*WORK TO COMPLETE:*
Write out the whole listing word for word.

*RECORDS FOR PROCESSING:*
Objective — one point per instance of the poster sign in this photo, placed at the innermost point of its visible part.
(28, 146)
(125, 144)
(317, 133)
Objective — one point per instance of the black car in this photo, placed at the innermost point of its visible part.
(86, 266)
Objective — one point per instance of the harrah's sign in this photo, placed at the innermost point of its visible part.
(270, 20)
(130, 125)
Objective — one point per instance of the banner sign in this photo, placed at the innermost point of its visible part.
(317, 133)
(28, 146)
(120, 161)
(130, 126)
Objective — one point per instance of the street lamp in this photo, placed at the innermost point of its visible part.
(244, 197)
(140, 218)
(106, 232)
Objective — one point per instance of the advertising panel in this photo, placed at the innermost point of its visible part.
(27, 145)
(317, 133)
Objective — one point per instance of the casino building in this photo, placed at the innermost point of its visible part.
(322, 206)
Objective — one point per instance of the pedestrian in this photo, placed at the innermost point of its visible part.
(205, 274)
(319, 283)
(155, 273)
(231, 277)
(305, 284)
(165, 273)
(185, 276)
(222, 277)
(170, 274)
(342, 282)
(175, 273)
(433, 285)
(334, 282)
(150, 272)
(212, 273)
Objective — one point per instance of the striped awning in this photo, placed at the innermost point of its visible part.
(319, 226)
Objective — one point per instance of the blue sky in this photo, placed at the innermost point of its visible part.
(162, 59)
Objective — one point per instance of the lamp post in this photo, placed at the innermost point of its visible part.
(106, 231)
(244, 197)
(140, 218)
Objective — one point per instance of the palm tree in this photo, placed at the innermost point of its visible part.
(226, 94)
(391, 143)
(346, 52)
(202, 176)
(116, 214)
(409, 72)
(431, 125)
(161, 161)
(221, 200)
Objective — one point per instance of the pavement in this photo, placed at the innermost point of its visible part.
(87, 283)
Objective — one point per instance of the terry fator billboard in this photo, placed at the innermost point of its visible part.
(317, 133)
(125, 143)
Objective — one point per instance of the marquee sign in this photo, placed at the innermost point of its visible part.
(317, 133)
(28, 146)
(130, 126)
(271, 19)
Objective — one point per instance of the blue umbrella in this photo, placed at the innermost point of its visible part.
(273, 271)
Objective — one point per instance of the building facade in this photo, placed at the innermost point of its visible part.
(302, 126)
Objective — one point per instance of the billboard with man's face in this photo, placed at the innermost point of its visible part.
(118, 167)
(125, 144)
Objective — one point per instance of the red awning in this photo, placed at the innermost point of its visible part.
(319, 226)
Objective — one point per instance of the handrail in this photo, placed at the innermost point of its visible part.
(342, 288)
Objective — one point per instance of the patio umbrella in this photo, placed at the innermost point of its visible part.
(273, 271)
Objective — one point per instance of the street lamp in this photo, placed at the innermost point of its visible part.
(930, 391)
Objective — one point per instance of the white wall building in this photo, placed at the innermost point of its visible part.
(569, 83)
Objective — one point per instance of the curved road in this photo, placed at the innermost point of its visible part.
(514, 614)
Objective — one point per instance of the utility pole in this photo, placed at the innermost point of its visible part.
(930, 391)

*EXPECTED OUTPUT:*
Objective — one point per instance of the poster sign in this photo, placed at the innermost point of its visible part.
(28, 146)
(125, 144)
(317, 133)
Objective — one point per instance of the black car in this photo, placed at the innermost point of its visible part.
(86, 266)
Objective — one point per instance of the harrah's sign in this photo, placed at the innermost point of its visible part.
(270, 20)
(130, 125)
Objective — one point per instance of the banner sign in this photo, placed at the innermost point of its visible part.
(317, 133)
(28, 146)
(120, 161)
(130, 126)
Objective — one point per instance of the street lamp in this photo, placed at the innermost point of its visible part.
(244, 197)
(140, 218)
(106, 232)
Objective — one point per instance of the advertising panel in this photo, placed at the innermost point of its visible part.
(27, 145)
(317, 133)
Objective — one point per instance of the casino building in this photo, placed at the innermost point of its visible part.
(322, 206)
Objective — one point per instance of the pedestrian in this photo, placed at the innermost point of its visible part.
(205, 274)
(319, 283)
(155, 273)
(231, 277)
(305, 284)
(165, 273)
(185, 276)
(222, 277)
(170, 274)
(342, 282)
(175, 273)
(433, 285)
(334, 282)
(150, 272)
(212, 273)
Objective — one point per instance of the striped awning in this photo, placed at the innermost point of its visible part.
(319, 226)
Objective — one point per instance of the blue sky in this photo, placed at the innermost point of its visible part.
(162, 59)
Objective — one point per instance of the lamp post in this photo, placed at the innermost point of its visible part.
(106, 231)
(244, 197)
(140, 218)
Objective — one point per instance of the palm tree in this photo, placed at the innermost point of its visible part.
(226, 94)
(391, 143)
(346, 52)
(202, 176)
(116, 214)
(409, 72)
(431, 125)
(161, 161)
(221, 200)
Objective — one point per instance of the pavement in this photo, placed at the innermost point of its visible part.
(87, 283)
Objective — one point per instance of the terry fator billboard in this photo, placed at the innermost point of its visible part.
(317, 133)
(125, 143)
Objective — one point per instance of the marquee sign in this photo, placed at the innermost point of its visible part.
(317, 133)
(28, 146)
(130, 126)
(271, 19)
Objective — one point per instance of the blue umbrella in this photo, placed at the innermost point of its visible part.
(273, 271)
Objective — one point per instance of the building facade in this photo, placed at the innermost point of its visible part.
(302, 126)
Objective — one point per instance of the billboard with man's face in this photo, placed at the innermost point of its visible part.
(118, 167)
(125, 144)
Objective — one point per instance of the red awning in this photo, placed at the innermost point of its visible part.
(319, 226)
Objective — one point per instance of the handrail in this photo, placed at the innermost point of its visible part.
(342, 288)
Objective — one point per instance of the patio umbrella in this photo, placed at the innermost point of its visible part.
(273, 271)
Objective — one point per instance of the street lamp in this photo, placed at the innermost point of its visible part.
(930, 391)
Objective — one point per instance of the white wall building in this photo, placed at the innermost point of its visible part.
(569, 83)
Objective — one point per instance of the curved road in this photo, placed at the innermost point of its visible part.
(514, 614)
Objective — one point per instance of the utility pole in this photo, placed at the innermost point of its visible part.
(930, 391)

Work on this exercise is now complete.